» Goal of the exercise: Gather every line in the records below that contains the word "camera", and copy each one out. Match case exactly.

» Dataset records:
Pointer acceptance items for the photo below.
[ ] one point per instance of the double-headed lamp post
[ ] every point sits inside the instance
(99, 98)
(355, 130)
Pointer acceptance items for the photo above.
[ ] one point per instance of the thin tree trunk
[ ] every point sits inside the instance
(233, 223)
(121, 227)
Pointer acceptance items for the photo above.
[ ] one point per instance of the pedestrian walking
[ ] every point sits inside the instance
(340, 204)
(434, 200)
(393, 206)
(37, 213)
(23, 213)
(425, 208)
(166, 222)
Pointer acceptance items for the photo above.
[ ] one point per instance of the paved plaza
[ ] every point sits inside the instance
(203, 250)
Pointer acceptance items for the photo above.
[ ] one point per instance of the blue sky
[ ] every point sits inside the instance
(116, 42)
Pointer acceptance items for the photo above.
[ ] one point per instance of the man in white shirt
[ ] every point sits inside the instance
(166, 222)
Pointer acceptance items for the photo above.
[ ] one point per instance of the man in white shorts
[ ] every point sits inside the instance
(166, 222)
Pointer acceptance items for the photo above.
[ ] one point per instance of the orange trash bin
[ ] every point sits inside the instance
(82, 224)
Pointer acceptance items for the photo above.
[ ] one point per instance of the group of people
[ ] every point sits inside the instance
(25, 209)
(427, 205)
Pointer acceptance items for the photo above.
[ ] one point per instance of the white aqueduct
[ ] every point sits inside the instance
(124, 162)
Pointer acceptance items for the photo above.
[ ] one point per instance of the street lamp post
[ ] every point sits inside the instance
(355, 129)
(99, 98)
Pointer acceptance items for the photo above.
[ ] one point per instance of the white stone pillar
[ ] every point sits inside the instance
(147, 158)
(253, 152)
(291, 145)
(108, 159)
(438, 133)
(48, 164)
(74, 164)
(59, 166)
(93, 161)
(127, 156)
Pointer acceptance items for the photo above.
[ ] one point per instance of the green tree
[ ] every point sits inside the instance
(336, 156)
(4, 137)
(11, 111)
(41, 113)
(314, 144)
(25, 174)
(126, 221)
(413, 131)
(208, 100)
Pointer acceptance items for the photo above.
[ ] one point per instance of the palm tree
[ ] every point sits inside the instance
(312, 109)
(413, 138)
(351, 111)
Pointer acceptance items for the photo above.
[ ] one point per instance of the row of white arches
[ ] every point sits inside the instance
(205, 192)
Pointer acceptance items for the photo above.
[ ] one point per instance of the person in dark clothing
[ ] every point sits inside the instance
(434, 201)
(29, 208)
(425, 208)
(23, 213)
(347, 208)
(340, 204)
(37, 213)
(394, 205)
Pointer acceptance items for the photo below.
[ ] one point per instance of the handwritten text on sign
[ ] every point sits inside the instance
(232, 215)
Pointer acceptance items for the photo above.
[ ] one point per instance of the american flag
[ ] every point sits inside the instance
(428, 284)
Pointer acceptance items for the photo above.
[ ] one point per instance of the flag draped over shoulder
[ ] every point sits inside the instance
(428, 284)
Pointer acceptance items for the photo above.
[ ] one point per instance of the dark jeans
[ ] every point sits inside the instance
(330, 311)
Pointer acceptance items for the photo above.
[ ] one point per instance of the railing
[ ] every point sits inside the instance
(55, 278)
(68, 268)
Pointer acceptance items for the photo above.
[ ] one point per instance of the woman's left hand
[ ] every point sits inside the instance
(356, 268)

---

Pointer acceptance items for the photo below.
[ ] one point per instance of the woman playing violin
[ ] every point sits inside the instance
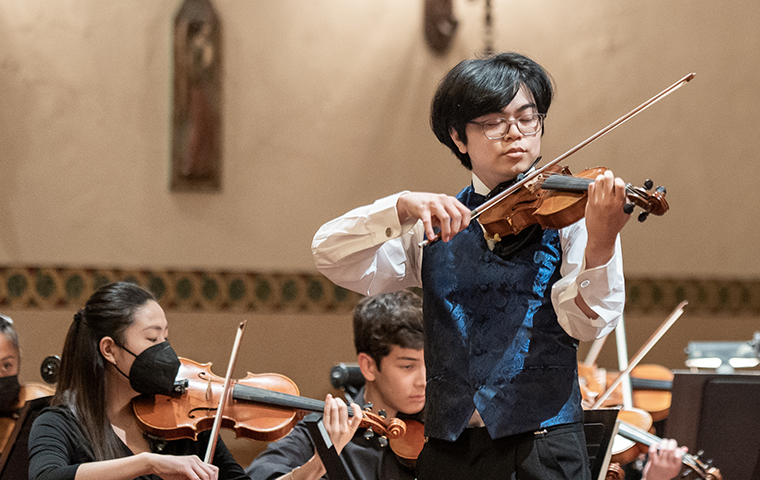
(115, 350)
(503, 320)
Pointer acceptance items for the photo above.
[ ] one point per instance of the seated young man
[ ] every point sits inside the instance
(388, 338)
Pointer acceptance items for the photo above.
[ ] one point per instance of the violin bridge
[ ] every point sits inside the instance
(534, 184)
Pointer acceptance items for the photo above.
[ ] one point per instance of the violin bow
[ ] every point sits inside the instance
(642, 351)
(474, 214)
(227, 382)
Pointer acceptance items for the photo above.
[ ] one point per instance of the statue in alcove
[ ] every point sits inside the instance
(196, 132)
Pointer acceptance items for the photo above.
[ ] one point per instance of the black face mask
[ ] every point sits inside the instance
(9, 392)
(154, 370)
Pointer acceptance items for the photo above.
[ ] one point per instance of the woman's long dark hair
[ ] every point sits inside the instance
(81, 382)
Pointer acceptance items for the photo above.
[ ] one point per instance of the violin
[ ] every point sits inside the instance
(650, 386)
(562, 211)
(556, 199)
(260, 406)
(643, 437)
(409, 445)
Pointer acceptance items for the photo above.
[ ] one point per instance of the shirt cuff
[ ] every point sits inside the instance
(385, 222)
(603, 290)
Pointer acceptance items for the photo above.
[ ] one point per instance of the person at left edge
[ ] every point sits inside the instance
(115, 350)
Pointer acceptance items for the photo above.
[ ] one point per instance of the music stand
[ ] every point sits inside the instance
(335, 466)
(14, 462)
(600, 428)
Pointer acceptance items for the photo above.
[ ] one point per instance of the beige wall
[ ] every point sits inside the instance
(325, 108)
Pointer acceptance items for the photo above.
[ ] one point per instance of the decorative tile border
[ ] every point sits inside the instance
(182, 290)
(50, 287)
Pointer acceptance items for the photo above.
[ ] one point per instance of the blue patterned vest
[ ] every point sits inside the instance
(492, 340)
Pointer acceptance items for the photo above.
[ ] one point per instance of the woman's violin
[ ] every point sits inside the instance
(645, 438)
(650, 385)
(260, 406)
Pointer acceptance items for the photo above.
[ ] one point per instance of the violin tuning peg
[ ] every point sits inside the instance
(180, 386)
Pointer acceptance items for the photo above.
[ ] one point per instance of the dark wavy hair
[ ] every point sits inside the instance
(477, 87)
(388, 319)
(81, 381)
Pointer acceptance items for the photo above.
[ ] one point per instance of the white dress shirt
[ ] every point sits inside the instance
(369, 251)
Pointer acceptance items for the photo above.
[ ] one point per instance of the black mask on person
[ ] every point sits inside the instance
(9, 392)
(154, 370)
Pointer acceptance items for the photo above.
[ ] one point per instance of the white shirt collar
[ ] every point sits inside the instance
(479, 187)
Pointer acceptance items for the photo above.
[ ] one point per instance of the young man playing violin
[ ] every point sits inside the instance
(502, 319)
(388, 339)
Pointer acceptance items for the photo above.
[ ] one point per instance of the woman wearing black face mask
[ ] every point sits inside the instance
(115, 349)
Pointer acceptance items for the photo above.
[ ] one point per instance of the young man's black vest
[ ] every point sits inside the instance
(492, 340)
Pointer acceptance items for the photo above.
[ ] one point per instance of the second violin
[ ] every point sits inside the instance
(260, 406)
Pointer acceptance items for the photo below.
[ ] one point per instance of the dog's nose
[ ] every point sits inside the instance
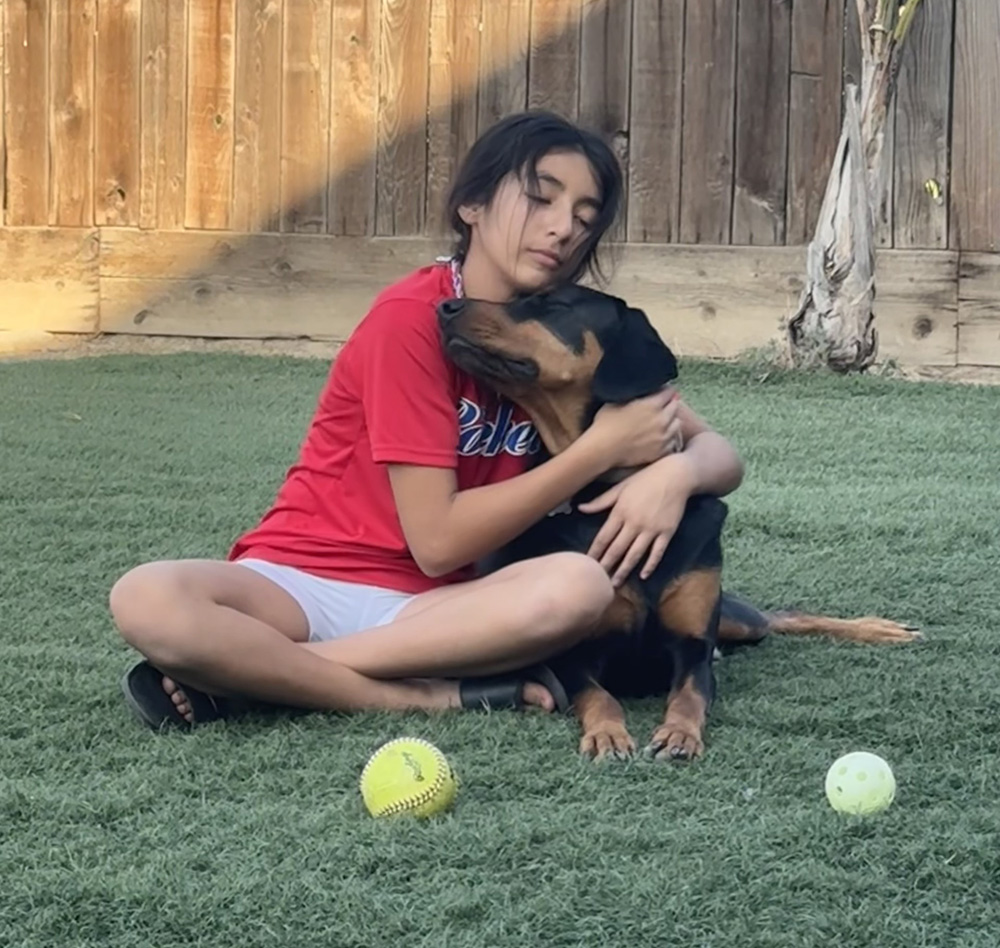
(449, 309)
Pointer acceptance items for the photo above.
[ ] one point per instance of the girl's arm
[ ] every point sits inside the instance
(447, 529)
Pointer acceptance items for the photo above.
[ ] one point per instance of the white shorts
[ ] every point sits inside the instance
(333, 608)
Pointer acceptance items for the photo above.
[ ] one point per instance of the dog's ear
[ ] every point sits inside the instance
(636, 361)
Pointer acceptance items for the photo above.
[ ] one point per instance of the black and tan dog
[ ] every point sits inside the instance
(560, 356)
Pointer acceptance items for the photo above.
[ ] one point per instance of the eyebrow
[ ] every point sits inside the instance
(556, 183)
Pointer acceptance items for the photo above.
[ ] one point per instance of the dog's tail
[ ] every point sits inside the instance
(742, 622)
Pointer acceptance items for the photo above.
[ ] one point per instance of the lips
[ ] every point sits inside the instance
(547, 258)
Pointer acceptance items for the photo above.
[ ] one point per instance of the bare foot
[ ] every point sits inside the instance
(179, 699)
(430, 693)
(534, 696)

--

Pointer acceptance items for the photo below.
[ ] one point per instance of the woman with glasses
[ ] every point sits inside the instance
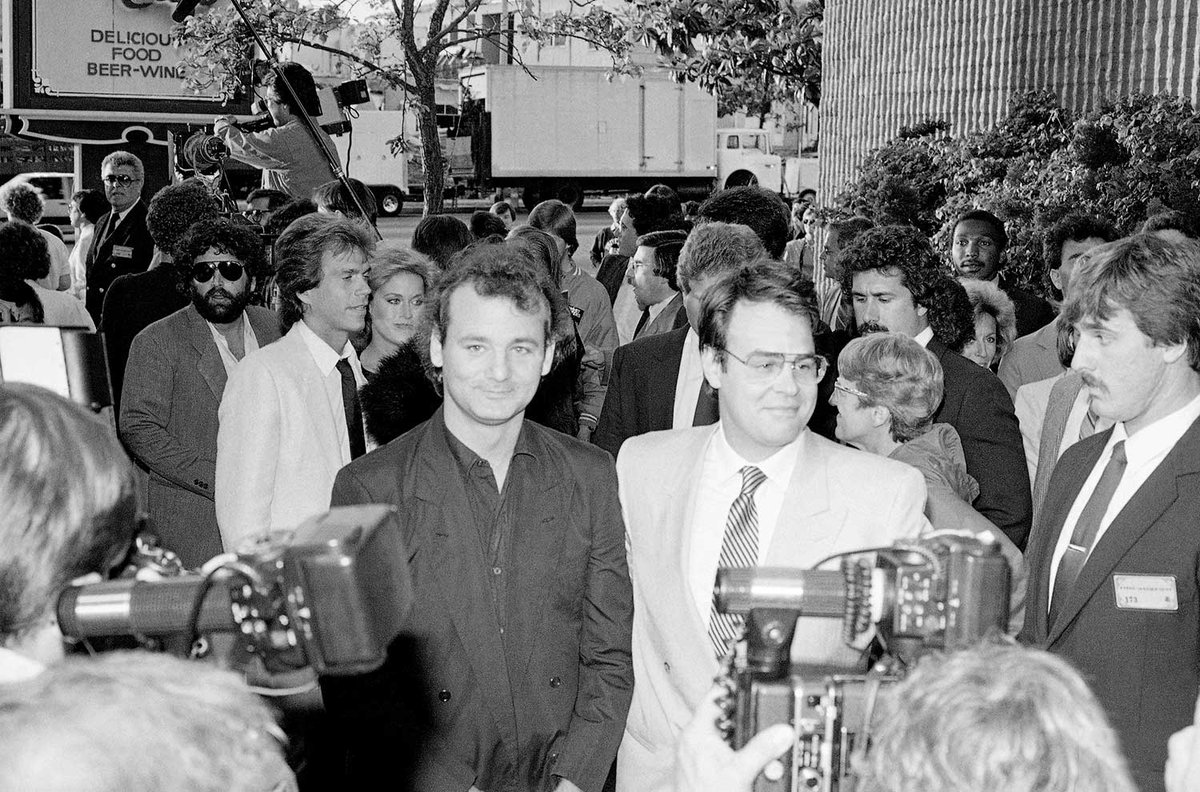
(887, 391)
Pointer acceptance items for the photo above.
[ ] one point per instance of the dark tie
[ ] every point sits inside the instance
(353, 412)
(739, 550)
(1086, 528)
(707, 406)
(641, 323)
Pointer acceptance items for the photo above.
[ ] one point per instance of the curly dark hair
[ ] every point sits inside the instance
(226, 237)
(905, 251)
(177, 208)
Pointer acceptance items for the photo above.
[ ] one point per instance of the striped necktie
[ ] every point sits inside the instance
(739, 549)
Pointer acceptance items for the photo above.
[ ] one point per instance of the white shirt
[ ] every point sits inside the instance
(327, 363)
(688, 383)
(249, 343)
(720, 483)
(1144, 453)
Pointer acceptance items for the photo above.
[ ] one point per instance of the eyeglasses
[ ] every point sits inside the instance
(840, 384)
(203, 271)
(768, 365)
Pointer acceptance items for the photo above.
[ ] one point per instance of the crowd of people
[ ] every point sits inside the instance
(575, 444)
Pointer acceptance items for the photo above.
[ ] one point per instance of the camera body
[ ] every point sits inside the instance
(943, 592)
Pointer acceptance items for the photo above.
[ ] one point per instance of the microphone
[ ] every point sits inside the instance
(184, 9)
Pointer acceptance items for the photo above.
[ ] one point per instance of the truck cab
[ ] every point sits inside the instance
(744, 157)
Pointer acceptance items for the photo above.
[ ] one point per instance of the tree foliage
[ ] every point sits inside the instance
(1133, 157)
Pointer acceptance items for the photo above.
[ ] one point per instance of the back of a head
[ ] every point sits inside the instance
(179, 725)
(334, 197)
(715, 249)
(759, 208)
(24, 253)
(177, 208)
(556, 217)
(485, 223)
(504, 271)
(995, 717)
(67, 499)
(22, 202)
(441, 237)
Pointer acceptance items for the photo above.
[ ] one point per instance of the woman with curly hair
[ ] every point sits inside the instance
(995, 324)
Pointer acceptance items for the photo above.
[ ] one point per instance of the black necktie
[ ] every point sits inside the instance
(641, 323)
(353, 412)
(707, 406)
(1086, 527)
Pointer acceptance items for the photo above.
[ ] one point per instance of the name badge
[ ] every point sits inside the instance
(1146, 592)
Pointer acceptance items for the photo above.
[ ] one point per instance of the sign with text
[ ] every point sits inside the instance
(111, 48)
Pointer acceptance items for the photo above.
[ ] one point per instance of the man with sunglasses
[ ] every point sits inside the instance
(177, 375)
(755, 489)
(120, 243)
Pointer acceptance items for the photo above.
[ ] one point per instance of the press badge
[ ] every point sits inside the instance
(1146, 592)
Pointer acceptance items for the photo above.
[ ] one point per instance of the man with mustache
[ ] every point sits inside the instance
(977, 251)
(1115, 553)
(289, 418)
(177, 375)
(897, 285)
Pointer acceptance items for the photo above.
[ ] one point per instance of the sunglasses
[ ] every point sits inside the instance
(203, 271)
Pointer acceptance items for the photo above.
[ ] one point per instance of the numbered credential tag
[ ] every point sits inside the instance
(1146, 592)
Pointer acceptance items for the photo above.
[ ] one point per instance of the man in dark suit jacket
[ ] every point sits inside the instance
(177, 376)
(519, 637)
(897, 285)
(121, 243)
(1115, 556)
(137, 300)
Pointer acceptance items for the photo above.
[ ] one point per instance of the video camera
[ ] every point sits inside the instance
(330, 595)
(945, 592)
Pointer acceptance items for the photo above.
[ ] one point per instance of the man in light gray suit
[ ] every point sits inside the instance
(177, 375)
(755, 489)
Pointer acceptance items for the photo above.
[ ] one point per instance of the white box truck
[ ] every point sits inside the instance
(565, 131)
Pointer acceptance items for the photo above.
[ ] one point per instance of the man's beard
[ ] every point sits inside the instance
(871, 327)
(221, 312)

» Completed task:
[ ] one point per instance of the camera body
[ ] one point per instance of the video camera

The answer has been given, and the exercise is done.